__The task__
Write out the Fiji election news story word for word.

__Document text__
··········

Fiji coup leader wins polls amidst fraud charges


Suva/Cairns (Australia) (IANS): Leader of the coup in 2006, Voreqe “Frank” Bainimarama, has won parliamentary elections in Fiji, home to a large Indian-origin population, amidst opposition accusations of electoral fraud, according to provisional results released Thursday.

The Fiji First Party of Bainimarama, who came to power in 2006 after a bloodless coup, received 60 percent of votes in the elections held Wednesday, Efe news agency reported.

His rival, Teimumu Kepa, leader of the Social Democratic Liberal Party, received 26 percent of the votes, while the National Federation Party took five percent, according to the count of votes at 2,025 polling stations.

The electoral commission is scheduled to recount the votes and announce the final results later Thursday.

Mahendra Chaudhry, the Indo-Fijian community-dominated Fiji Labour Party leader, came in fifth with two percent.

He claimed that Bainimarama’s party bought votes and that there were irregularities during the voting process, the New Zealand television channel TVNZ reported.

International election observers will announce their conclusions later Thursday, although they said Wednesday that they had not observed any irregularities.

A total of 249 candidates, including 44 women, were nominated to contest the 50 seats of the single-house parliament, constituted according to the new constitution approved last year by the authorities.

Nearly 600,000 voters registered for the election, which was held Wednesday. The turnout was high.

According to an earlier Xinhua report Thursday, the Social Democratic Liberal Party, National Federation Party, People’s Democratic Party, the Fiji Labour Party, One Fiji Party, and the Fiji United Freedom Party, in a joint statement, charged that the elections were not free and fair.

··········

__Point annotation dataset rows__
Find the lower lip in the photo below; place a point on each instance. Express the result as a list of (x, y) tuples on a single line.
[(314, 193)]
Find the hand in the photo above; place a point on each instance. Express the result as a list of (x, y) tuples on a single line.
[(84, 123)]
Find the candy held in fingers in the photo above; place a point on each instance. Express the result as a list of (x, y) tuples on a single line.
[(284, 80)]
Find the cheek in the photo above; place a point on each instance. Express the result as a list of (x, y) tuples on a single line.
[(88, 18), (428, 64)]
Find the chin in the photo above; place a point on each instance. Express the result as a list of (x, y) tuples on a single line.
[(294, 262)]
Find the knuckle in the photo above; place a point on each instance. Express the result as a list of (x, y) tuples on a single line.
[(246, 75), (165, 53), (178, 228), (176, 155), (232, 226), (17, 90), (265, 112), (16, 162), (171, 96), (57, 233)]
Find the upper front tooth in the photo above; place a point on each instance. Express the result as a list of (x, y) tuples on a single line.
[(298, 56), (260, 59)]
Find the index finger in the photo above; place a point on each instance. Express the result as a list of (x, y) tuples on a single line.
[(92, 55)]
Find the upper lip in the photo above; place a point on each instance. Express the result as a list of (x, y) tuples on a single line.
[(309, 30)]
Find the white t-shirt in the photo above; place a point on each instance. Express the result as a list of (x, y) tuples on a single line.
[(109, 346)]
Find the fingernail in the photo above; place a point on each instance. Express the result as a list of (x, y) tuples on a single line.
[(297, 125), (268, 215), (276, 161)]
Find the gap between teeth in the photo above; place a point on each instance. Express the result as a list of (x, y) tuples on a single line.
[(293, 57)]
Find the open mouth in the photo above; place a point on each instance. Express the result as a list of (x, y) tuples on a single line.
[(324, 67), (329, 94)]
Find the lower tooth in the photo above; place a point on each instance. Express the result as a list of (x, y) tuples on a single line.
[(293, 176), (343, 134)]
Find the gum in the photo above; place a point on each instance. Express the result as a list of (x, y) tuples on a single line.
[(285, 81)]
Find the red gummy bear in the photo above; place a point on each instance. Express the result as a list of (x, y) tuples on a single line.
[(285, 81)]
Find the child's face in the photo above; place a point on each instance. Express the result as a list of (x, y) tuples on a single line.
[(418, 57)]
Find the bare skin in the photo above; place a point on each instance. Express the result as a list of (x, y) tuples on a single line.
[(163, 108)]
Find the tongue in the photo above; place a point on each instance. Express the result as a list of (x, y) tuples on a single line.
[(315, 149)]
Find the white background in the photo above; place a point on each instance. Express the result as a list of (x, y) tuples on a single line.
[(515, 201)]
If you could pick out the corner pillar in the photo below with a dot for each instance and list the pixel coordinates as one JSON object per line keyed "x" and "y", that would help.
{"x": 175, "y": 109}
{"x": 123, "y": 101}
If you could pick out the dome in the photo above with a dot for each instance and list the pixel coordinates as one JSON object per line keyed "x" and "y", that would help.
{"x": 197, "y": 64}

··········

__Exercise result__
Fiji coup leader wins polls amidst fraud charges


Suva/Cairns (Australia) (IANS): Leader of the coup in 2006, Voreqe “Frank” Bainimarama, has won parliamentary elections in Fiji, home to a large Indian-origin population, amidst opposition accusations of electoral fraud, according to provisional results released Thursday.

The Fiji First Party of Bainimarama, who came to power in 2006 after a bloodless coup, received 60 percent of votes in the elections held Wednesday, Efe news agency reported.

His rival, Teimumu Kepa, leader of the Social Democratic Liberal Party, received 26 percent of the votes, while the National Federation Party took five percent, according to the count of votes at 2,025 polling stations.

The electoral commission is scheduled to recount the votes and announce the final results later Thursday.

Mahendra Chaudhry, the Indo-Fijian community-dominated Fiji Labour Party leader, came in fifth with two percent.

He claimed that Bainimarama’s party bought votes and that there were irregularities during the voting process, the New Zealand television channel TVNZ reported.

International election observers will announce their conclusions later Thursday, although they said Wednesday that they had not observed any irregularities.

A total of 249 candidates, including 44 women, were nominated to contest the 50 seats of the single-house parliament, constituted according to the new constitution approved last year by the authorities.

Nearly 600,000 voters registered for the election, which was held Wednesday. The turnout was high.

According to an earlier Xinhua report Thursday, the Social Democratic Liberal Party, National Federation Party, People’s Democratic Party, the Fiji Labour Party, One Fiji Party, and the Fiji United Freedom Party, in a joint statement, charged that the elections were not free and fair.